— Begin Data supplied —

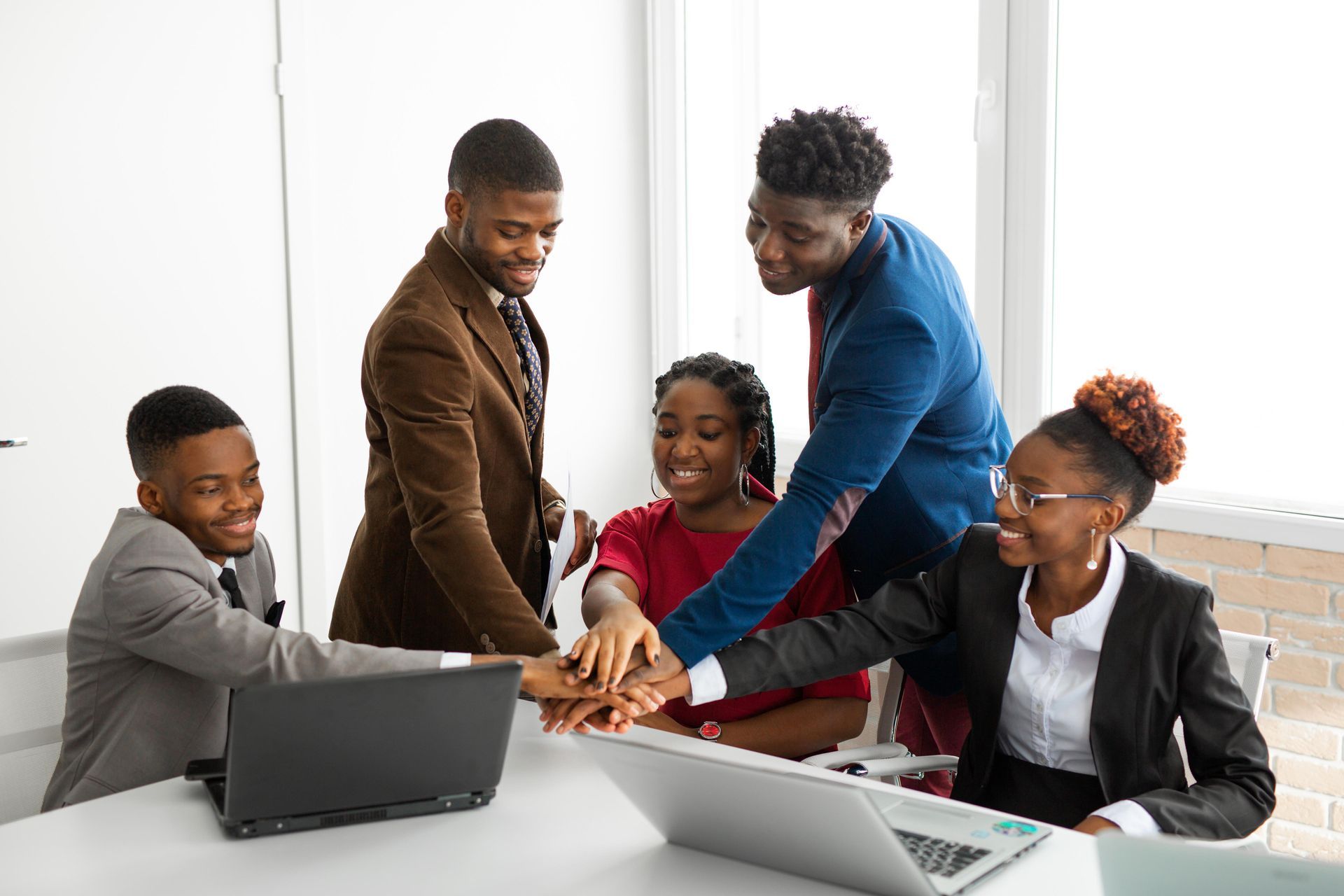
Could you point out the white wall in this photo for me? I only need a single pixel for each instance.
(378, 96)
(141, 245)
(143, 242)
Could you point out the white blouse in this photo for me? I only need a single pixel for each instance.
(1046, 713)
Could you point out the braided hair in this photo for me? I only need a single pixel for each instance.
(1124, 435)
(745, 393)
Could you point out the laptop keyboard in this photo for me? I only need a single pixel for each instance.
(936, 856)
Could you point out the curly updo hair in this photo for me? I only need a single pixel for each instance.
(745, 393)
(827, 155)
(1124, 435)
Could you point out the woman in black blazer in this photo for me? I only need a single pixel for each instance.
(1075, 654)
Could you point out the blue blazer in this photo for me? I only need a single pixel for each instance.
(897, 468)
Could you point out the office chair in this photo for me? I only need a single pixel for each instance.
(1247, 654)
(33, 703)
(886, 760)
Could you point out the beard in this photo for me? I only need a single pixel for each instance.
(489, 272)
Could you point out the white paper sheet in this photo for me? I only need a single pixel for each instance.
(562, 548)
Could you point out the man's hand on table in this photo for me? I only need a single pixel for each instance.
(585, 533)
(543, 678)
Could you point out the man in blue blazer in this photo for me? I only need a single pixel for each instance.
(905, 416)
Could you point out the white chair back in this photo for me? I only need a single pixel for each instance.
(33, 703)
(1249, 656)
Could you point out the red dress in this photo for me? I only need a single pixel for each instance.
(668, 562)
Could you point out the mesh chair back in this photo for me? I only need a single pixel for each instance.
(33, 703)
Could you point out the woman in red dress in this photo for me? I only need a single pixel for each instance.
(714, 454)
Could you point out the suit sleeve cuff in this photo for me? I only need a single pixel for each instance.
(707, 681)
(1132, 818)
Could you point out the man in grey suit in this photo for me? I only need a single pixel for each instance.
(181, 606)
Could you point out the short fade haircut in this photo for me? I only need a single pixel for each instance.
(163, 418)
(499, 155)
(828, 155)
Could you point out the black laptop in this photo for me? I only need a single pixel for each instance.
(342, 751)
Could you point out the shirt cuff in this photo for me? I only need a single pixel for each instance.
(1132, 818)
(707, 681)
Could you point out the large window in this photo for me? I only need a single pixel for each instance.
(1155, 190)
(1196, 229)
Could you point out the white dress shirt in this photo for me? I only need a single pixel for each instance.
(491, 293)
(1046, 713)
(447, 662)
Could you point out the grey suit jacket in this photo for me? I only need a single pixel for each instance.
(153, 649)
(1161, 657)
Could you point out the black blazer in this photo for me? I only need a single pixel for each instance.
(1161, 657)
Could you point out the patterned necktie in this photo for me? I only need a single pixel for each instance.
(229, 580)
(816, 323)
(533, 397)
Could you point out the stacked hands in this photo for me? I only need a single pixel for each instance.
(617, 675)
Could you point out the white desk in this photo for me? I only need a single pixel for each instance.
(558, 825)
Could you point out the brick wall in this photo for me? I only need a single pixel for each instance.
(1297, 597)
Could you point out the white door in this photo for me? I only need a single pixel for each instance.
(141, 245)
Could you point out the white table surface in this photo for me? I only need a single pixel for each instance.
(556, 825)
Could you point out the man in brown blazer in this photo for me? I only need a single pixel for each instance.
(452, 552)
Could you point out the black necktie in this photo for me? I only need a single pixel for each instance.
(533, 398)
(229, 580)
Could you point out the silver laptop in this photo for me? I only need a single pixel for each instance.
(1147, 865)
(769, 812)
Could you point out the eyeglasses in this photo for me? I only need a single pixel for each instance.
(1021, 498)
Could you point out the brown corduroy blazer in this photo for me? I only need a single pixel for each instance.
(452, 552)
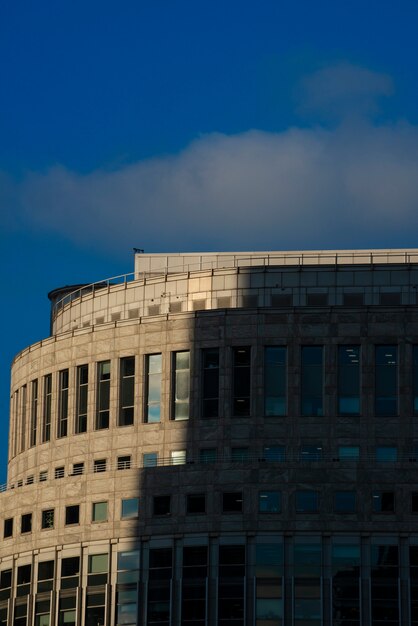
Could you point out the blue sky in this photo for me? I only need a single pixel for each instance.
(194, 125)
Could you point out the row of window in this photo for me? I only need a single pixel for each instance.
(231, 567)
(42, 400)
(269, 501)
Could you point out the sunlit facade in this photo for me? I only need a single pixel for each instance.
(219, 440)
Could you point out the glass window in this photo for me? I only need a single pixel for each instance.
(127, 391)
(150, 459)
(178, 457)
(274, 453)
(47, 520)
(8, 527)
(99, 512)
(312, 380)
(47, 411)
(270, 502)
(386, 382)
(208, 455)
(153, 366)
(210, 383)
(62, 429)
(386, 454)
(130, 508)
(275, 381)
(196, 503)
(124, 462)
(348, 453)
(232, 502)
(383, 502)
(349, 380)
(82, 399)
(26, 523)
(99, 465)
(311, 453)
(72, 514)
(241, 401)
(103, 395)
(181, 385)
(345, 501)
(34, 413)
(307, 501)
(162, 505)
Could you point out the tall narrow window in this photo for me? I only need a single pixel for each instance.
(312, 380)
(127, 391)
(210, 382)
(103, 395)
(275, 380)
(63, 404)
(241, 401)
(153, 390)
(386, 388)
(181, 385)
(34, 413)
(349, 380)
(23, 398)
(82, 396)
(415, 379)
(46, 417)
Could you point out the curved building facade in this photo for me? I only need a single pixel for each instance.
(219, 439)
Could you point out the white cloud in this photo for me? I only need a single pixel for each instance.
(353, 186)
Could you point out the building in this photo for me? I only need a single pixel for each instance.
(219, 439)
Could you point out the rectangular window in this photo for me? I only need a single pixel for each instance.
(127, 391)
(208, 455)
(349, 380)
(72, 514)
(162, 505)
(34, 413)
(47, 520)
(103, 395)
(99, 465)
(383, 502)
(82, 398)
(241, 400)
(97, 570)
(210, 382)
(312, 381)
(274, 453)
(99, 512)
(8, 527)
(344, 501)
(386, 454)
(348, 453)
(232, 502)
(415, 379)
(386, 381)
(26, 523)
(150, 459)
(62, 429)
(46, 571)
(275, 381)
(195, 503)
(181, 385)
(70, 573)
(124, 462)
(23, 399)
(47, 412)
(153, 367)
(307, 501)
(269, 502)
(130, 508)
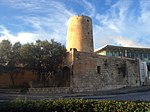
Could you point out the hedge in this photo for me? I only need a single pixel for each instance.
(75, 105)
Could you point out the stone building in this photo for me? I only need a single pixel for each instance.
(89, 71)
(143, 54)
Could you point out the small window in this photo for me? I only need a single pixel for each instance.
(98, 69)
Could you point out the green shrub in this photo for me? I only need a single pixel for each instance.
(75, 105)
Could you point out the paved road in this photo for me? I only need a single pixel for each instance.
(129, 96)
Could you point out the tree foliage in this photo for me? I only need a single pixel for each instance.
(10, 59)
(42, 57)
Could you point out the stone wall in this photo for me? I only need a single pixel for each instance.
(20, 80)
(51, 90)
(91, 72)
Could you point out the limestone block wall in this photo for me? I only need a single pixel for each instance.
(50, 90)
(92, 72)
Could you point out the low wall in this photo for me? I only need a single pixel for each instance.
(51, 90)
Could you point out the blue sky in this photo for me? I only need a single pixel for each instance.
(115, 22)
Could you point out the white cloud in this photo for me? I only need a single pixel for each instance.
(122, 26)
(22, 37)
(47, 18)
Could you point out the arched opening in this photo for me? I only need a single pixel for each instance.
(66, 76)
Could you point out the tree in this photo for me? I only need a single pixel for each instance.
(10, 59)
(43, 58)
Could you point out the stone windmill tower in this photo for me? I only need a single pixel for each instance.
(80, 34)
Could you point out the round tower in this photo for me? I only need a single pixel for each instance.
(80, 34)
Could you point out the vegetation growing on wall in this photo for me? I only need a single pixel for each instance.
(75, 105)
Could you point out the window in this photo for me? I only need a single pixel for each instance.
(98, 69)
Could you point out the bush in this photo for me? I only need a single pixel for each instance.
(74, 105)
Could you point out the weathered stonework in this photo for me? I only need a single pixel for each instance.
(79, 32)
(113, 72)
(90, 71)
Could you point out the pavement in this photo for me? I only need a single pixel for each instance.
(6, 95)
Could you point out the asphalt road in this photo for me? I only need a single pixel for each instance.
(128, 96)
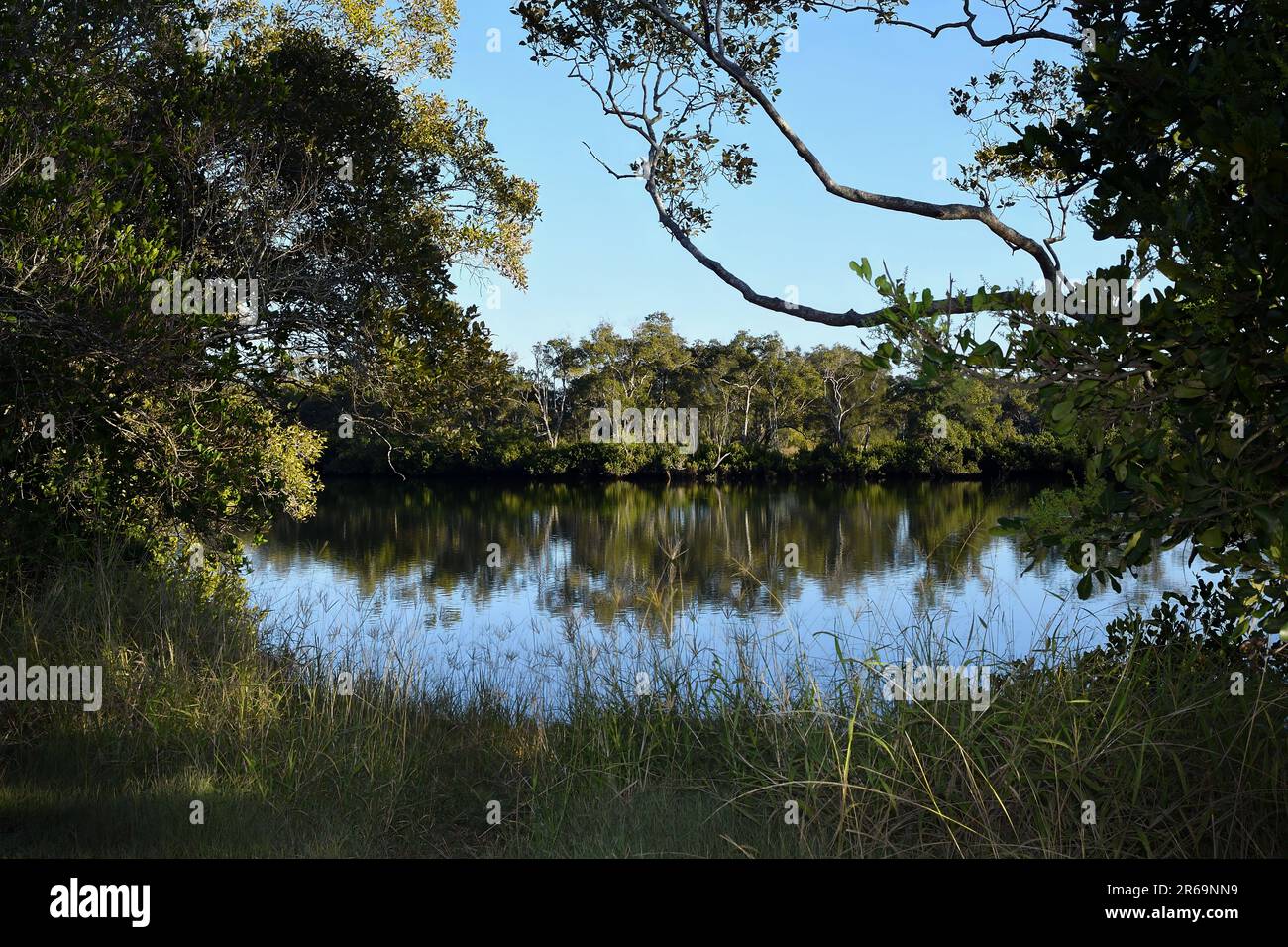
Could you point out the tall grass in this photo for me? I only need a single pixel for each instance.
(715, 758)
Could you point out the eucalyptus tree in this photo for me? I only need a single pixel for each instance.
(1155, 121)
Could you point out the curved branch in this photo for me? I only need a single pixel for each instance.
(849, 318)
(903, 205)
(967, 25)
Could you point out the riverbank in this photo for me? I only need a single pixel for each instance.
(957, 455)
(202, 706)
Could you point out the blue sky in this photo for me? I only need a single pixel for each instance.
(874, 106)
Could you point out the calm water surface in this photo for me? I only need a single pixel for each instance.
(675, 570)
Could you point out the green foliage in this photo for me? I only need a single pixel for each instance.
(201, 703)
(134, 158)
(1180, 138)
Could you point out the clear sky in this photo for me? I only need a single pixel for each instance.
(874, 106)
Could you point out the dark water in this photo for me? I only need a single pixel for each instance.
(407, 567)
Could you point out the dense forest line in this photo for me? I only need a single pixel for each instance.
(761, 410)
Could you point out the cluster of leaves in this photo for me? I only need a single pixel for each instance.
(761, 403)
(1180, 141)
(137, 153)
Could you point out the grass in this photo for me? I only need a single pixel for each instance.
(204, 705)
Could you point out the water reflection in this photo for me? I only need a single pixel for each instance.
(679, 557)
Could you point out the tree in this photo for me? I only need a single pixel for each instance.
(281, 162)
(1167, 118)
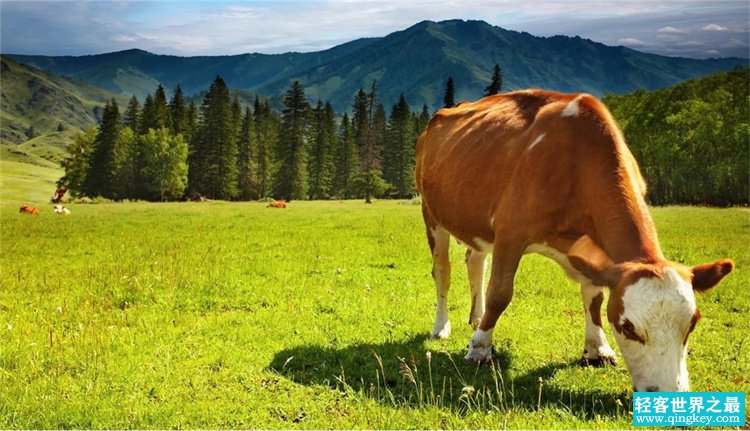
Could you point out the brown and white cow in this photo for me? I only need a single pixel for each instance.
(276, 204)
(28, 209)
(549, 173)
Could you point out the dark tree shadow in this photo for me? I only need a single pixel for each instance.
(400, 374)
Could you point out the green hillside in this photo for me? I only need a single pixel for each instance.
(415, 62)
(37, 103)
(691, 139)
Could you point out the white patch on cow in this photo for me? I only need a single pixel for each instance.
(595, 342)
(482, 245)
(558, 257)
(660, 310)
(441, 272)
(480, 347)
(475, 264)
(572, 109)
(536, 141)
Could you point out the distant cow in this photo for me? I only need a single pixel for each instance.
(59, 193)
(61, 210)
(28, 209)
(549, 173)
(277, 204)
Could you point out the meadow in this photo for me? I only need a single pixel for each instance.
(234, 315)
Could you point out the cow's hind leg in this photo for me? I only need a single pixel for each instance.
(596, 350)
(505, 260)
(475, 263)
(441, 273)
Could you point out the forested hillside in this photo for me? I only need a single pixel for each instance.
(168, 150)
(35, 103)
(414, 62)
(691, 140)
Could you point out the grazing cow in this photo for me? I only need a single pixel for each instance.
(61, 210)
(549, 173)
(277, 204)
(59, 193)
(28, 209)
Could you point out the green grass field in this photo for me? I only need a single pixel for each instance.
(233, 315)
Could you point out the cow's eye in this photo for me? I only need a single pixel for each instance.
(628, 330)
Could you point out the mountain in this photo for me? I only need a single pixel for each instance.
(415, 61)
(37, 103)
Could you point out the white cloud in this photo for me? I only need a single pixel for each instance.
(630, 41)
(672, 30)
(714, 27)
(124, 38)
(225, 27)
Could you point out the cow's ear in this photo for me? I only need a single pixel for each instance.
(593, 262)
(709, 275)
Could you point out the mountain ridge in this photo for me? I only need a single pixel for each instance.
(414, 61)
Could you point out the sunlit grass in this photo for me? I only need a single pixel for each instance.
(234, 315)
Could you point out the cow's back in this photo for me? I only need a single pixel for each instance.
(525, 159)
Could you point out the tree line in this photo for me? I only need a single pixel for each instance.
(172, 150)
(691, 140)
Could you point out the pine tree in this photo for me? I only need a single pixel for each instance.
(165, 168)
(131, 115)
(450, 90)
(128, 177)
(320, 166)
(398, 152)
(496, 85)
(191, 123)
(369, 124)
(178, 112)
(291, 177)
(147, 118)
(267, 135)
(103, 162)
(247, 159)
(77, 162)
(213, 159)
(346, 159)
(161, 109)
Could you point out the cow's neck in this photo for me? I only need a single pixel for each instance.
(626, 231)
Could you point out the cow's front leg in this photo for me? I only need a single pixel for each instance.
(596, 350)
(499, 294)
(475, 262)
(441, 273)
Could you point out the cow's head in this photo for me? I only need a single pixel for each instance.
(652, 311)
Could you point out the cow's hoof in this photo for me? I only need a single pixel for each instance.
(598, 361)
(441, 331)
(478, 356)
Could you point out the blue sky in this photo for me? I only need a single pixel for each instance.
(690, 28)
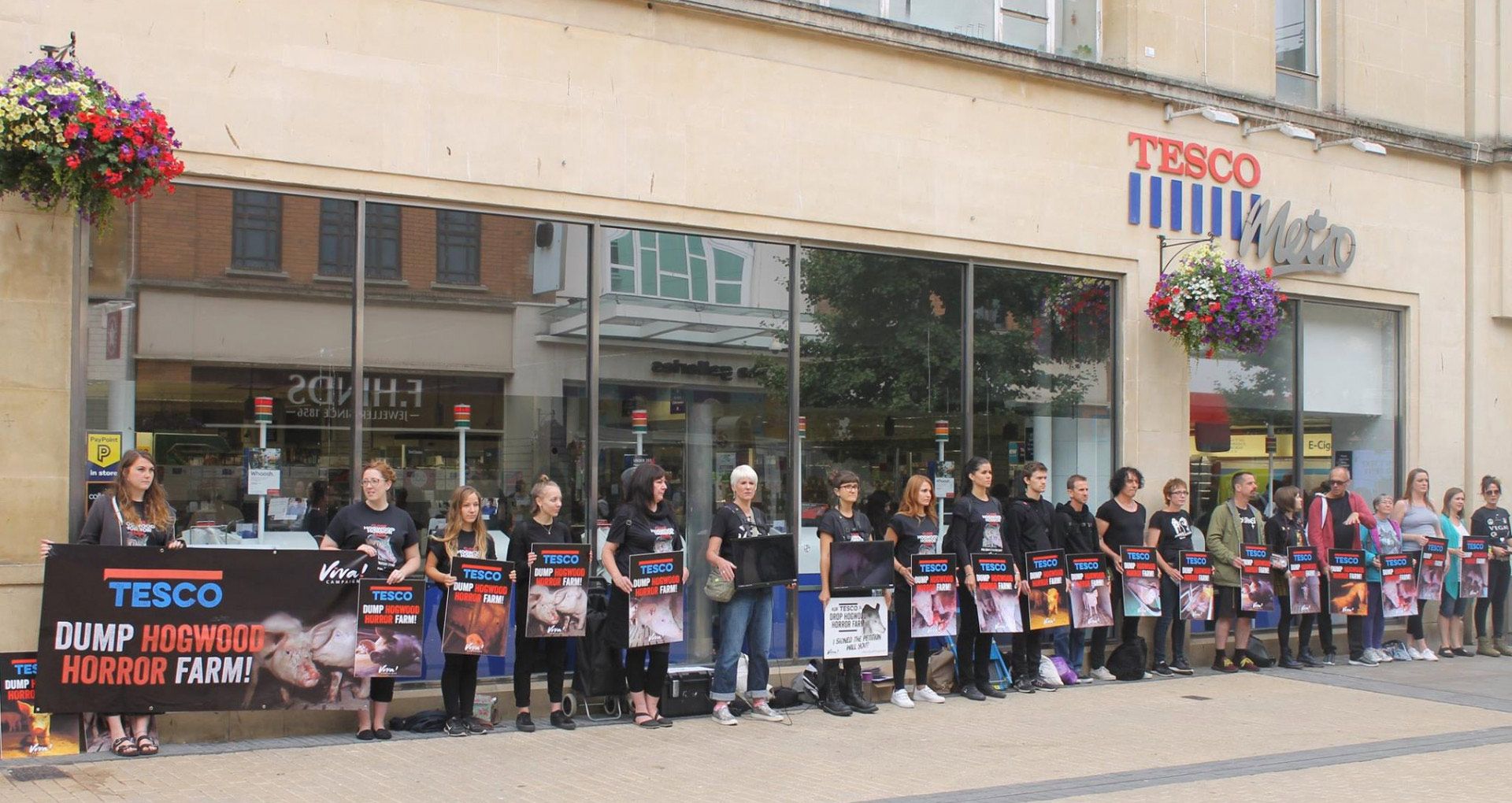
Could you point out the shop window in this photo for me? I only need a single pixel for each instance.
(339, 239)
(457, 247)
(1298, 52)
(256, 230)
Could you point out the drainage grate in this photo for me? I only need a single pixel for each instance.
(37, 773)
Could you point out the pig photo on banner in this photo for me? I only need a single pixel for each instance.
(478, 609)
(391, 632)
(198, 630)
(657, 598)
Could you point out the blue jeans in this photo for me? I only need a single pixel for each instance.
(746, 616)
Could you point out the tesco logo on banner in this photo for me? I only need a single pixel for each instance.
(164, 589)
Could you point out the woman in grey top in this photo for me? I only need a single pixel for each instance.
(1418, 522)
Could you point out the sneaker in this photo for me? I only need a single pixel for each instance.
(761, 709)
(926, 694)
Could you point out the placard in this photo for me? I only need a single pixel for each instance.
(997, 593)
(1432, 566)
(1304, 579)
(657, 596)
(1140, 581)
(478, 607)
(1347, 583)
(147, 630)
(933, 598)
(854, 628)
(1091, 592)
(24, 731)
(1398, 586)
(1474, 568)
(557, 599)
(1257, 590)
(1048, 605)
(1196, 586)
(391, 634)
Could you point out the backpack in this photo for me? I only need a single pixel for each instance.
(1127, 663)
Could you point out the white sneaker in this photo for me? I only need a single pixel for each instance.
(926, 694)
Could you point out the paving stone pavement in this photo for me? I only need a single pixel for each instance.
(1423, 727)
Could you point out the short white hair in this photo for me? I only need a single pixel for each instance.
(743, 472)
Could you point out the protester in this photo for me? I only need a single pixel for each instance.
(914, 531)
(1171, 535)
(1334, 520)
(1493, 524)
(644, 524)
(463, 535)
(542, 525)
(843, 522)
(1283, 531)
(133, 512)
(976, 525)
(1234, 522)
(1418, 520)
(1078, 530)
(747, 614)
(1121, 522)
(1032, 528)
(1452, 607)
(383, 533)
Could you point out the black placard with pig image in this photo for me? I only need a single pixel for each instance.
(153, 630)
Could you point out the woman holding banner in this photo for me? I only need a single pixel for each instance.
(914, 530)
(463, 537)
(747, 614)
(383, 533)
(643, 524)
(132, 513)
(542, 527)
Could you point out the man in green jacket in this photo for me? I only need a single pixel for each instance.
(1232, 524)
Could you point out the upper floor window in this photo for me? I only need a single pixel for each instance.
(1298, 52)
(256, 230)
(339, 239)
(457, 247)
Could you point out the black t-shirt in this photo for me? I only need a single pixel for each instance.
(642, 531)
(1175, 535)
(856, 528)
(1125, 528)
(731, 524)
(389, 531)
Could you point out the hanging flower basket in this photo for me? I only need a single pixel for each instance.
(1211, 303)
(69, 138)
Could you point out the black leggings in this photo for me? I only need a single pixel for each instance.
(1499, 576)
(542, 653)
(649, 676)
(903, 605)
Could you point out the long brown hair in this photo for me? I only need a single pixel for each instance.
(451, 535)
(909, 505)
(154, 499)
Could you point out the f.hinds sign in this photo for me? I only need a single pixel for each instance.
(1171, 174)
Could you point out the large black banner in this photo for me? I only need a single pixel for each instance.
(141, 630)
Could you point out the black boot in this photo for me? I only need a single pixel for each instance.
(851, 691)
(831, 694)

— End Data supplied —

Please reproduce the data verbatim from the line containing "Could you point out the woman holding" through the final line of the data, inclusive.

§ **Exercise output**:
Could you point out the woman holding banner in this photo for me? I only need a single pixel for each instance.
(914, 530)
(463, 537)
(747, 614)
(383, 533)
(643, 524)
(132, 513)
(542, 527)
Could you point out the man in green jacket in this photo for me? I only need a single pixel for each instance.
(1232, 524)
Could you point out the upper floor window in this photo for me? I only need a single pixel for each instance.
(1298, 52)
(256, 230)
(339, 239)
(457, 247)
Could you point out the black t-shirt in this photo for me? I only need a single pixel for each instance.
(642, 531)
(1175, 535)
(856, 528)
(1125, 528)
(731, 524)
(389, 531)
Could you point out the hanging flower basket in this photo for me? I only need a single pixel for each instance.
(1211, 303)
(69, 138)
Could you point out the black leggings in this photo for me? I only need a single pixel for each instance.
(1499, 576)
(542, 653)
(649, 676)
(903, 605)
Could you point out the long brown hair in this photo for me? I only need a single pixel for each instance.
(451, 535)
(909, 505)
(154, 499)
Could you point out the f.hinds sign in this photo for me? I only need a single pixel for each instance.
(1171, 174)
Could you point out the large black banner in this photo for me? I only need a single pixel for each instance.
(141, 630)
Could you point out the black boot in this photo for me? I only need a single pixel for each instance.
(851, 691)
(831, 694)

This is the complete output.